What the task asks >>
In the entries below, every line that contains "house" must be located and copied.

════

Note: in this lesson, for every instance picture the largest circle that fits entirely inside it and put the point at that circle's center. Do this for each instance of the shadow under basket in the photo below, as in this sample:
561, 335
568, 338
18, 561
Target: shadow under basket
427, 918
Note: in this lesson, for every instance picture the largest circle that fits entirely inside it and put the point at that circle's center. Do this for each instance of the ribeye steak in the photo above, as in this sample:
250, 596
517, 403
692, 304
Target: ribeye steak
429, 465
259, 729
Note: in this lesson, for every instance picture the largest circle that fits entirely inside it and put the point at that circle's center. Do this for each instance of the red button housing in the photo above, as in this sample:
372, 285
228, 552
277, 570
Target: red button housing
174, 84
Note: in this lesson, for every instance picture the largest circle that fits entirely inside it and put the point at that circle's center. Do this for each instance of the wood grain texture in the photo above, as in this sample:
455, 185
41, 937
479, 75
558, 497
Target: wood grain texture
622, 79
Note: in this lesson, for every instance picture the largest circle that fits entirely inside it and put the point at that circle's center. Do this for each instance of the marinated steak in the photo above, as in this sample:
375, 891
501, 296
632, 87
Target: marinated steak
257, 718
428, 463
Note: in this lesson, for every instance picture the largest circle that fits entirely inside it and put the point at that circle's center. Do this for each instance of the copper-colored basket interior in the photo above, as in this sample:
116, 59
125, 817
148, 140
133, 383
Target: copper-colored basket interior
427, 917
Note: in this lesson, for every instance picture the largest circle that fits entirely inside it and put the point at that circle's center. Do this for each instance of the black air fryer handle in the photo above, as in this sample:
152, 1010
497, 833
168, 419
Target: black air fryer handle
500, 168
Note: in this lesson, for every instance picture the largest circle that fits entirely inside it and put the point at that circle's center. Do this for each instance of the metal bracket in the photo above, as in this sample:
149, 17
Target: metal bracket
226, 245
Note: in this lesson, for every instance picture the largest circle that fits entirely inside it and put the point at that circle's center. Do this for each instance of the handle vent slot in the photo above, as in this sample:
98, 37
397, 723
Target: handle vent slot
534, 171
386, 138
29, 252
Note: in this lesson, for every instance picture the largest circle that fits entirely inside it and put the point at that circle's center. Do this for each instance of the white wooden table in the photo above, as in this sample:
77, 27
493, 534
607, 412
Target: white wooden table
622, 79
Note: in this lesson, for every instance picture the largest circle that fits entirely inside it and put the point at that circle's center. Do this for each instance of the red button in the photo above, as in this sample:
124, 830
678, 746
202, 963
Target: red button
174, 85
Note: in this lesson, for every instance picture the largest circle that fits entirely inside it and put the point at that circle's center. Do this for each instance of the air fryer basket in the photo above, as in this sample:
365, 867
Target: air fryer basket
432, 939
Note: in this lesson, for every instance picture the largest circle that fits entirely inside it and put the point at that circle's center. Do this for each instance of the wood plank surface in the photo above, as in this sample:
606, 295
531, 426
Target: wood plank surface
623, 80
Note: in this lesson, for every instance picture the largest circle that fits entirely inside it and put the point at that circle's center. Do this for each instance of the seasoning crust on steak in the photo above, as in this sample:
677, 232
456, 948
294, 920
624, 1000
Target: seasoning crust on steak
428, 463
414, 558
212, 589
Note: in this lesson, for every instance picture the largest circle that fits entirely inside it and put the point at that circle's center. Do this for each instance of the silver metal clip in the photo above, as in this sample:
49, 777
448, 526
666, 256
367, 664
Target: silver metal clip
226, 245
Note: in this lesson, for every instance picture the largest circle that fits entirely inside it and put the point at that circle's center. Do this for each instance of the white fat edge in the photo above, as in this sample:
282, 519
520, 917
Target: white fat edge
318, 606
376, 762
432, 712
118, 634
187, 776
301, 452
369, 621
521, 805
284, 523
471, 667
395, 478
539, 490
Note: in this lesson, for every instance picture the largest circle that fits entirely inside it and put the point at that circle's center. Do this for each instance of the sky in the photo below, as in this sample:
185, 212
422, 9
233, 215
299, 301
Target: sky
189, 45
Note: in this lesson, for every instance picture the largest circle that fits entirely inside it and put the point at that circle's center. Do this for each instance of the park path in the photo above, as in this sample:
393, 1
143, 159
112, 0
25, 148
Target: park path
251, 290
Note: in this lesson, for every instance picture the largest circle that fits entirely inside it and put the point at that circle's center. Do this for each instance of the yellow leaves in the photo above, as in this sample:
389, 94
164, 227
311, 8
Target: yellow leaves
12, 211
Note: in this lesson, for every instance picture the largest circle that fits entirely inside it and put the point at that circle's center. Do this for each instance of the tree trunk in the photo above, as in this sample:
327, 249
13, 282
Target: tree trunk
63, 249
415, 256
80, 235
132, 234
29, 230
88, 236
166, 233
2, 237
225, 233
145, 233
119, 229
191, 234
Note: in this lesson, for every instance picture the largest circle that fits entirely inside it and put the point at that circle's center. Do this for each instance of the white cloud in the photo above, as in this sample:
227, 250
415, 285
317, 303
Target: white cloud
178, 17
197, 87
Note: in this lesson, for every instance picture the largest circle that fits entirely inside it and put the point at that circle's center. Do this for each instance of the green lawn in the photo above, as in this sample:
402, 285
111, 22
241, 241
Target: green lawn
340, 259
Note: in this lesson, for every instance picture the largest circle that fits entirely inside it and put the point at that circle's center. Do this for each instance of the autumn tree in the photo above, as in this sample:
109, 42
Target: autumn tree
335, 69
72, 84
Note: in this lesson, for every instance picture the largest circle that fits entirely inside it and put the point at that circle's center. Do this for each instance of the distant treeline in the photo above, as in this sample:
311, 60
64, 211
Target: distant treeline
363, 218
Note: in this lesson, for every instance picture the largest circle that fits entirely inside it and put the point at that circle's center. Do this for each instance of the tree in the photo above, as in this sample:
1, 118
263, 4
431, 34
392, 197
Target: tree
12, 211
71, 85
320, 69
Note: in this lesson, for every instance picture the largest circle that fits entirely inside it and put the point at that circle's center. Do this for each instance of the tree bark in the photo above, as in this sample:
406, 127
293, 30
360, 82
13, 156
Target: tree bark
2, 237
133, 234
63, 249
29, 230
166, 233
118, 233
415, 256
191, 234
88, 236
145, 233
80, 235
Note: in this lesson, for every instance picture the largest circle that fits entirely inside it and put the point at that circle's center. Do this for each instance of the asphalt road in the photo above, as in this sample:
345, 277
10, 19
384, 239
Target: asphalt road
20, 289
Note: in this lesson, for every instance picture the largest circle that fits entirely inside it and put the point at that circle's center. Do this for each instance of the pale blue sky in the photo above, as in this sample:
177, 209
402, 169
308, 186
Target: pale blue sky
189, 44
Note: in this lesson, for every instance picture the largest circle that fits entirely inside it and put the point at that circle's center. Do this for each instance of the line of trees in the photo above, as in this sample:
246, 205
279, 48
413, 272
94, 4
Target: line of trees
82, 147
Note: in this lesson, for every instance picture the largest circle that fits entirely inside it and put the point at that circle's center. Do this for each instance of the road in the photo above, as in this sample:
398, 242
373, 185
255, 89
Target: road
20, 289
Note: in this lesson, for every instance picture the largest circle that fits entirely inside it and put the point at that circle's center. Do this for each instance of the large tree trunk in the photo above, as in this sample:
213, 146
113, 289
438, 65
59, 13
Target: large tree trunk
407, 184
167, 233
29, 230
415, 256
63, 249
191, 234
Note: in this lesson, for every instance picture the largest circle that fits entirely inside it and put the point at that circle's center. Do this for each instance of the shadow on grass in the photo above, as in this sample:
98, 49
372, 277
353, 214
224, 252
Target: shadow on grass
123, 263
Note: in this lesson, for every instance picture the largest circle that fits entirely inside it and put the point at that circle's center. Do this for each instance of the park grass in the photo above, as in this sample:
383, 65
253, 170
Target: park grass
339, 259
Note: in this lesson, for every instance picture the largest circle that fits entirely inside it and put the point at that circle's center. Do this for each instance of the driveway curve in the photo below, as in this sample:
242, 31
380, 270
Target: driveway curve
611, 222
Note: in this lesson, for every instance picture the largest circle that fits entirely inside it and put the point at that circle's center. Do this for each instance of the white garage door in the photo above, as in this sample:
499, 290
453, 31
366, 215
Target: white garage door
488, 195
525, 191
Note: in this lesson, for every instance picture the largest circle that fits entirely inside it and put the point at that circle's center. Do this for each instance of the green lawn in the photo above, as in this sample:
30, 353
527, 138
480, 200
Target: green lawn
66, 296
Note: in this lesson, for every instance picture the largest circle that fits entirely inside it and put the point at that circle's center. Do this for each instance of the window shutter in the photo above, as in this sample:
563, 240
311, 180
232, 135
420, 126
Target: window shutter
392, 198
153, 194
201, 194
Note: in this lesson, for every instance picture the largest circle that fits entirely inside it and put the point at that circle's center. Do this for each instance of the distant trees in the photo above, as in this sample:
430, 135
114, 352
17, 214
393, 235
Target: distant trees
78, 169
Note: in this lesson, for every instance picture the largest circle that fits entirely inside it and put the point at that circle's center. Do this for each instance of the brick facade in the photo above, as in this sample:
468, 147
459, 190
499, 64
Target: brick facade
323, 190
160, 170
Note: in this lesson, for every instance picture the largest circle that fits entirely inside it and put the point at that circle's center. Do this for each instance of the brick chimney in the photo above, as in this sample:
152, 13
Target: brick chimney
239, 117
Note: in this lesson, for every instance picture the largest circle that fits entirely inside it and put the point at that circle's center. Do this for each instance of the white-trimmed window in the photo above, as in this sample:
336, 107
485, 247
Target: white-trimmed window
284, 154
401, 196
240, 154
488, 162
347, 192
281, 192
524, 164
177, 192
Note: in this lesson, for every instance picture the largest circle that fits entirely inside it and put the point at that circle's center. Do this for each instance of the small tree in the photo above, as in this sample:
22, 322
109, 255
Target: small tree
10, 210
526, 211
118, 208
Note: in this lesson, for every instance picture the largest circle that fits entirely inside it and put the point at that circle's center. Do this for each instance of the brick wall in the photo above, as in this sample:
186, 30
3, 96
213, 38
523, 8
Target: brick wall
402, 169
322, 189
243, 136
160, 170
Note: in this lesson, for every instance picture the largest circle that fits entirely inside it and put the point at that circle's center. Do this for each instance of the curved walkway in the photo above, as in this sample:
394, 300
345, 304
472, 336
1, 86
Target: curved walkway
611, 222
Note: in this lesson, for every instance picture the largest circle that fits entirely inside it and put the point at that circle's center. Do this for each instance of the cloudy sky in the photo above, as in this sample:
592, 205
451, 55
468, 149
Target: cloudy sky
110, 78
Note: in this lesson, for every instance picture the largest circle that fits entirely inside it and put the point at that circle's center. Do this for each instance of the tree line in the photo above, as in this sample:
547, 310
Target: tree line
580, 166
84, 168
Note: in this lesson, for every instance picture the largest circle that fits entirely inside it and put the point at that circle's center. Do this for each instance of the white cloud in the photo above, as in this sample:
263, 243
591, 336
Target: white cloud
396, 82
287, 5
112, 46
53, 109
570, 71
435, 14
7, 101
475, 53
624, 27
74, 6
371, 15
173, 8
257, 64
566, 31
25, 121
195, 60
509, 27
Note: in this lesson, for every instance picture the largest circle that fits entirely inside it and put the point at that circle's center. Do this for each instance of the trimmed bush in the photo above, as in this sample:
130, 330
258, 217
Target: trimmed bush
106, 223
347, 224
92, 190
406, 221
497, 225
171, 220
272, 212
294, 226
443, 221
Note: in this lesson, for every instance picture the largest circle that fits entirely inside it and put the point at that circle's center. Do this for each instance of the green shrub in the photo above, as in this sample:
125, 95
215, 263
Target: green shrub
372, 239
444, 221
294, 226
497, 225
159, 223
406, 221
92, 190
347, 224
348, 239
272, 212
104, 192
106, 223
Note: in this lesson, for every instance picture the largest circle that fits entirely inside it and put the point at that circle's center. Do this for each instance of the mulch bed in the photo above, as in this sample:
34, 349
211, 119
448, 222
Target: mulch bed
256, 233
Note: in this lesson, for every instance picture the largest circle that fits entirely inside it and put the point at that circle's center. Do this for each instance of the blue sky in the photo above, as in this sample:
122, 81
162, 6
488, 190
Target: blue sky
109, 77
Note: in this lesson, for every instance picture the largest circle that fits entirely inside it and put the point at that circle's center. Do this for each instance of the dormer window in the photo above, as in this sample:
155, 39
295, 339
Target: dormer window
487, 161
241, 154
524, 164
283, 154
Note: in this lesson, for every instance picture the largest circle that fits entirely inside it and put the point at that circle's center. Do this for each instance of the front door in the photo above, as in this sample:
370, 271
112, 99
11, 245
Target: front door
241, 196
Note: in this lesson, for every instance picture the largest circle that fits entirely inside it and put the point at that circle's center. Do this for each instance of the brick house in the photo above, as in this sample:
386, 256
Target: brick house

════

Exercise answer >>
Note: in this lesson, for every instance picture the largest circle that fits entirely inside it and put the point at that circle's center. Do this for each instance of the brick house in the photo above, as in this sample:
Target: brick house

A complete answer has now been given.